**Written problem:** List every line of the records below that contains the word "hair".

==========

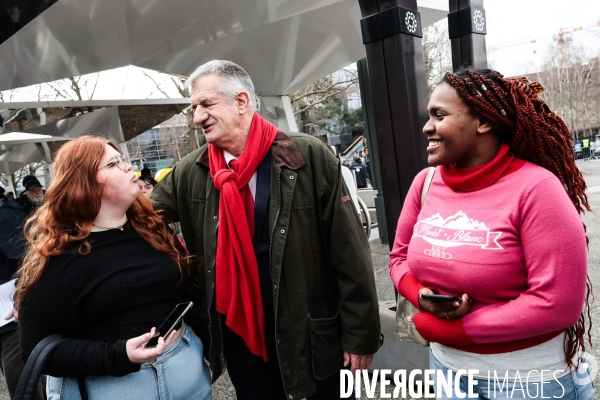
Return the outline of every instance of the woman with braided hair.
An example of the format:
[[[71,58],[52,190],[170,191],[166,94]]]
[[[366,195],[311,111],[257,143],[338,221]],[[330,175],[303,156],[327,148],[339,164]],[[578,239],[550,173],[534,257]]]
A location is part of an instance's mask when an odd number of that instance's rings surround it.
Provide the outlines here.
[[[491,70],[446,74],[423,128],[437,172],[430,186],[427,170],[415,178],[390,254],[438,383],[479,370],[474,391],[484,398],[594,395],[582,359],[591,287],[579,218],[591,209],[569,130],[541,91]]]

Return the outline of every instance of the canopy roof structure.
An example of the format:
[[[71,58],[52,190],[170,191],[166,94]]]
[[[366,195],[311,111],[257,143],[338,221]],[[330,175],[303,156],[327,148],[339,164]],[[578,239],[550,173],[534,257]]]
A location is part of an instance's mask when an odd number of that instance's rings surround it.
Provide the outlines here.
[[[37,133],[9,132],[0,135],[0,146],[14,147],[28,143],[62,142],[67,140],[71,140],[71,138],[39,135]]]
[[[420,0],[428,26],[446,0]],[[187,76],[242,65],[280,96],[365,57],[356,0],[59,0],[0,45],[0,90],[126,65]],[[1,105],[0,105],[1,108]]]

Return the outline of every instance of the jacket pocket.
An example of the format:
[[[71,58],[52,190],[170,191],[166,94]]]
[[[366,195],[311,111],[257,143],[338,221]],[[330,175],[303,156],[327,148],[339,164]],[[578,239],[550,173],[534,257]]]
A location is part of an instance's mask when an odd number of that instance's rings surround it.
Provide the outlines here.
[[[310,350],[315,378],[323,380],[344,364],[339,311],[330,318],[309,318]]]

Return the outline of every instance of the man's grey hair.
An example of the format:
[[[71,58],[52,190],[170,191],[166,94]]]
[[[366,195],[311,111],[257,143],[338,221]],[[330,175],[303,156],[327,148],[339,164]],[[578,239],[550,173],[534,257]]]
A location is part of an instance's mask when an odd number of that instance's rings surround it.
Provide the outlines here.
[[[230,102],[239,92],[247,92],[250,96],[250,109],[256,111],[254,84],[244,68],[231,61],[212,60],[199,66],[185,82],[185,86],[191,89],[198,79],[206,75],[217,75],[221,78],[219,92]]]

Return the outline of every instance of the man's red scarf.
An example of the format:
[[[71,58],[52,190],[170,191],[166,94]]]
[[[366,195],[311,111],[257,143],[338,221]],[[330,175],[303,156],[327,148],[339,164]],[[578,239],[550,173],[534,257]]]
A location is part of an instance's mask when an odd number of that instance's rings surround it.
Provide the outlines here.
[[[277,132],[254,114],[244,152],[227,168],[223,150],[208,145],[210,175],[221,192],[217,235],[216,305],[225,323],[242,337],[252,354],[267,361],[267,344],[254,236],[254,200],[250,178],[265,158]],[[234,172],[235,171],[235,172]]]

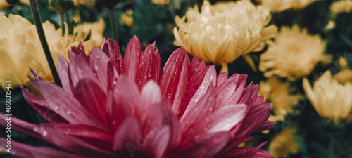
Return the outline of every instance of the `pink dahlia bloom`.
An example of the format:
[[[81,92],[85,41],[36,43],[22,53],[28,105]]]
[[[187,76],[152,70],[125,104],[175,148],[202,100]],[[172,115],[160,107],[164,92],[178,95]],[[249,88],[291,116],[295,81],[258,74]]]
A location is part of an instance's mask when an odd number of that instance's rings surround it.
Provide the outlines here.
[[[134,37],[124,59],[115,41],[104,39],[87,58],[80,45],[61,55],[63,88],[32,70],[32,84],[43,98],[23,88],[30,104],[49,123],[12,118],[11,128],[60,150],[12,141],[23,157],[272,157],[257,147],[237,147],[254,132],[272,127],[270,104],[246,75],[217,76],[214,66],[183,48],[175,51],[161,74],[155,43],[144,52]],[[6,119],[3,114],[1,120]],[[6,126],[4,121],[1,121]],[[4,139],[4,138],[3,138]],[[0,141],[1,147],[5,141]]]

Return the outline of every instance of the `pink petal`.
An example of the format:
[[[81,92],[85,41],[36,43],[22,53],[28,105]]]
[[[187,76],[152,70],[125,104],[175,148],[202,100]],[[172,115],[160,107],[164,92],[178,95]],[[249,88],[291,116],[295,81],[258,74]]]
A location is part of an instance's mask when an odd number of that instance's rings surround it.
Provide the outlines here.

==========

**Solution for this problem:**
Return the outline of every instance of the woman with braided hair.
Return the outline of every instance of the man's grey hair.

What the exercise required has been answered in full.